=== Material to process ===

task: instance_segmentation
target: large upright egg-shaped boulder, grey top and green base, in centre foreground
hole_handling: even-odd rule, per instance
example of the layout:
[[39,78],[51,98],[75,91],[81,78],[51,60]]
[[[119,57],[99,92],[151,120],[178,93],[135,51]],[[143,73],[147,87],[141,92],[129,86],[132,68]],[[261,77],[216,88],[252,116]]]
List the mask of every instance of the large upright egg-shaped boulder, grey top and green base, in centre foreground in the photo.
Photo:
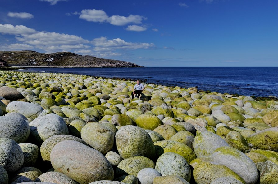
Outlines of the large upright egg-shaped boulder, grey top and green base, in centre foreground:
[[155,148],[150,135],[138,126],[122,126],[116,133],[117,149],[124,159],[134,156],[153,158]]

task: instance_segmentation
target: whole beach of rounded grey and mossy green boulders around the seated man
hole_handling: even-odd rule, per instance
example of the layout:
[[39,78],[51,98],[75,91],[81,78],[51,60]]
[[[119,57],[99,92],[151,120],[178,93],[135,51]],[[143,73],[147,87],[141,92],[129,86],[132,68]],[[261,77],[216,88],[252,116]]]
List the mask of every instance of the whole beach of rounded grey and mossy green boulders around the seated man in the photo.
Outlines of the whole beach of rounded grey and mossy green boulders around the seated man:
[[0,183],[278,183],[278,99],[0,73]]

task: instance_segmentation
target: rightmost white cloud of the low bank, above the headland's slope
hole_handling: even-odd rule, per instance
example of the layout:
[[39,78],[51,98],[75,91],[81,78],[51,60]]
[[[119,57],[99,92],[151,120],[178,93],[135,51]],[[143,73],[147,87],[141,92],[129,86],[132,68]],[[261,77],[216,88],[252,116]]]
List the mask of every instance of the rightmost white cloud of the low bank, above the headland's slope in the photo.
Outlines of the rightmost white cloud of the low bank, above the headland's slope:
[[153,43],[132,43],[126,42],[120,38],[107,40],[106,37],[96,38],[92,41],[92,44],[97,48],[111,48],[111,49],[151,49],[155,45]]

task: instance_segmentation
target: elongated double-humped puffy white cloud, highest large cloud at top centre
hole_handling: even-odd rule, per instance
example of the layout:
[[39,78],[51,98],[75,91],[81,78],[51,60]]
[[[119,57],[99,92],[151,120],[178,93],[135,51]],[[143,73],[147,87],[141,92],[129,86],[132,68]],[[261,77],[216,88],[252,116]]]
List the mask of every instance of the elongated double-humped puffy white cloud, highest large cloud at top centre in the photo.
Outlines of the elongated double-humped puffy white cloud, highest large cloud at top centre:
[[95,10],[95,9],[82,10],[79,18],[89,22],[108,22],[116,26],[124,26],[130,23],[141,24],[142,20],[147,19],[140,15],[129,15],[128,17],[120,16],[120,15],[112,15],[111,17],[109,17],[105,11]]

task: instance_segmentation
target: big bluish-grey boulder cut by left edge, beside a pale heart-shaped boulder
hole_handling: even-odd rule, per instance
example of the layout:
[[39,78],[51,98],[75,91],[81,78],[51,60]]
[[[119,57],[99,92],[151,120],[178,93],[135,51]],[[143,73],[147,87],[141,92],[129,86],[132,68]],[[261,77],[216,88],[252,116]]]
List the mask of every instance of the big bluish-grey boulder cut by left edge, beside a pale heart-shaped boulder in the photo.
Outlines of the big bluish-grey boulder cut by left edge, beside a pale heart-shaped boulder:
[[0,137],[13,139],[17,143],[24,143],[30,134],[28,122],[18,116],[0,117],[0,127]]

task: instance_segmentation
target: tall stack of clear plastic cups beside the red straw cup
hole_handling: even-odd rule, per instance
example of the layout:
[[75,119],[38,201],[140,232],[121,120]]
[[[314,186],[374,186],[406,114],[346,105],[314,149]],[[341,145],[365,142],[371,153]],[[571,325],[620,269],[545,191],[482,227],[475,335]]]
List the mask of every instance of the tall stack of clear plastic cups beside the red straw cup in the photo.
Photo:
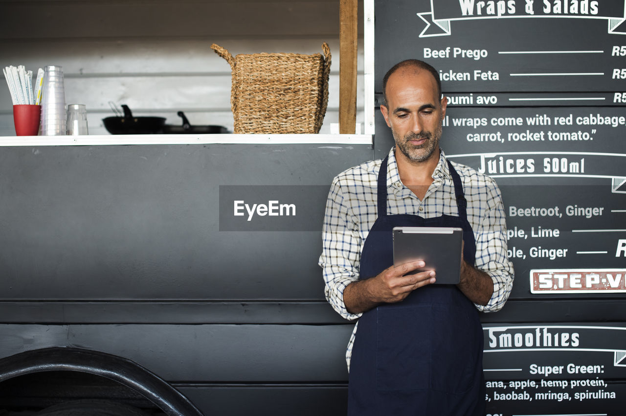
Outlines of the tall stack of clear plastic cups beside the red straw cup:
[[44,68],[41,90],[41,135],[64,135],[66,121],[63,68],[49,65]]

===

* Activity *
Every record gets retyped exactly; no picture goes into the copy.

* Answer box *
task: instance_segmentation
target: large upright egg-shaped boulder, grey top and green base, in centre foreground
hole_handling: even-odd rule, per instance
example of the layout:
[[39,78],[51,98],[75,91],[81,78],[51,60]]
[[[119,57],[99,92],[151,120],[178,93],[135,51]],[[143,73],[147,87],[141,92],[129,86],[132,68]],[[261,77],[216,88],[252,116]]]
List the mask of every instance of the large upright egg-shaped boulder, grey top and green base, in centre foreground in the photo.
Photo:
Outlines of the large upright egg-shaped boulder, grey top and green base, in centre foreground:
[[155,148],[150,135],[138,126],[122,126],[116,133],[117,149],[124,159],[134,156],[153,158]]

task: instance_segmentation
target: whole beach of rounded grey and mossy green boulders around the seated man
hole_handling: even-odd rule, per instance
example of the layout:
[[39,78],[51,98],[75,91],[81,78],[51,60]]
[[[119,57],[99,92],[151,120],[178,93],[135,51]],[[143,73],[147,87],[141,92],[129,86],[132,68]],[[261,77],[216,88],[252,116]]]
List the mask of every instance of the whole beach of rounded grey and mossy green boulders around the seated man in the photo.
Outlines of the whole beach of rounded grey and mossy green boulders around the seated man:
[[0,183],[278,183],[278,99],[0,73]]

task: instance_segmentation
target: rightmost white cloud of the low bank, above the headland's slope
hole_handling: even-odd rule, per instance
example of the layout:
[[39,78],[51,98],[75,91],[81,78],[51,60]]
[[[119,57],[99,92],[151,120],[178,93],[135,51]],[[143,73],[147,87],[141,92],[129,86],[132,68]],[[261,77],[216,88],[252,116]]]
List the mask of every instance of the rightmost white cloud of the low bank, above the headland's slope in the photo.
Outlines of the rightmost white cloud of the low bank, above the headland's slope:
[[153,43],[132,43],[126,42],[120,38],[107,40],[106,37],[96,38],[92,41],[92,44],[97,48],[111,48],[111,49],[151,49],[155,45]]

task: instance_segmentation
target: elongated double-humped puffy white cloud, highest large cloud at top centre
hole_handling: even-odd rule, per instance
example of the layout:
[[39,78],[51,98],[75,91],[81,78],[51,60]]
[[[119,57],[99,92],[151,120],[178,93],[135,51]],[[143,73],[147,87],[141,92],[129,86],[132,68]],[[261,77],[216,88],[252,116]]]
List the mask of every instance of the elongated double-humped puffy white cloud, highest large cloud at top centre in the photo.
Outlines of the elongated double-humped puffy white cloud, highest large cloud at top centre:
[[95,10],[95,9],[82,10],[79,18],[89,22],[108,22],[116,26],[124,26],[130,23],[141,24],[142,20],[147,19],[140,15],[129,15],[128,17],[120,16],[120,15],[112,15],[111,17],[109,17],[105,11]]

task: instance_segmentation
target: big bluish-grey boulder cut by left edge, beside a pale heart-shaped boulder
hole_handling: even-odd rule, per instance
example of the layout:
[[39,78],[51,98],[75,91],[81,78],[51,60]]
[[[119,57],[99,92],[151,120],[178,93],[135,51]],[[143,73],[147,87],[141,92],[129,86],[132,68]],[[261,77],[216,88],[252,116]]]
List the mask of every instance of the big bluish-grey boulder cut by left edge, beside a pale heart-shaped boulder in the photo.
Outlines of the big bluish-grey boulder cut by left edge, beside a pale heart-shaped boulder:
[[0,137],[13,139],[17,143],[24,143],[30,134],[28,122],[18,116],[0,117],[0,127]]

task: instance_segmentation
target: tall stack of clear plastic cups beside the red straw cup
hole_handling: even-odd rule, per instance
example of the layout:
[[75,119],[38,201],[140,232],[121,120]]
[[[314,186],[374,186],[406,114],[346,105],[314,149]],[[341,145],[365,142],[371,153]],[[571,325],[620,269],[545,191],[482,227],[475,335]]]
List the mask of every instance of the tall stack of clear plastic cups beside the red straw cup in the photo.
Photo:
Outlines of the tall stack of clear plastic cups beside the red straw cup:
[[44,68],[41,90],[41,135],[64,135],[66,121],[63,68],[49,65]]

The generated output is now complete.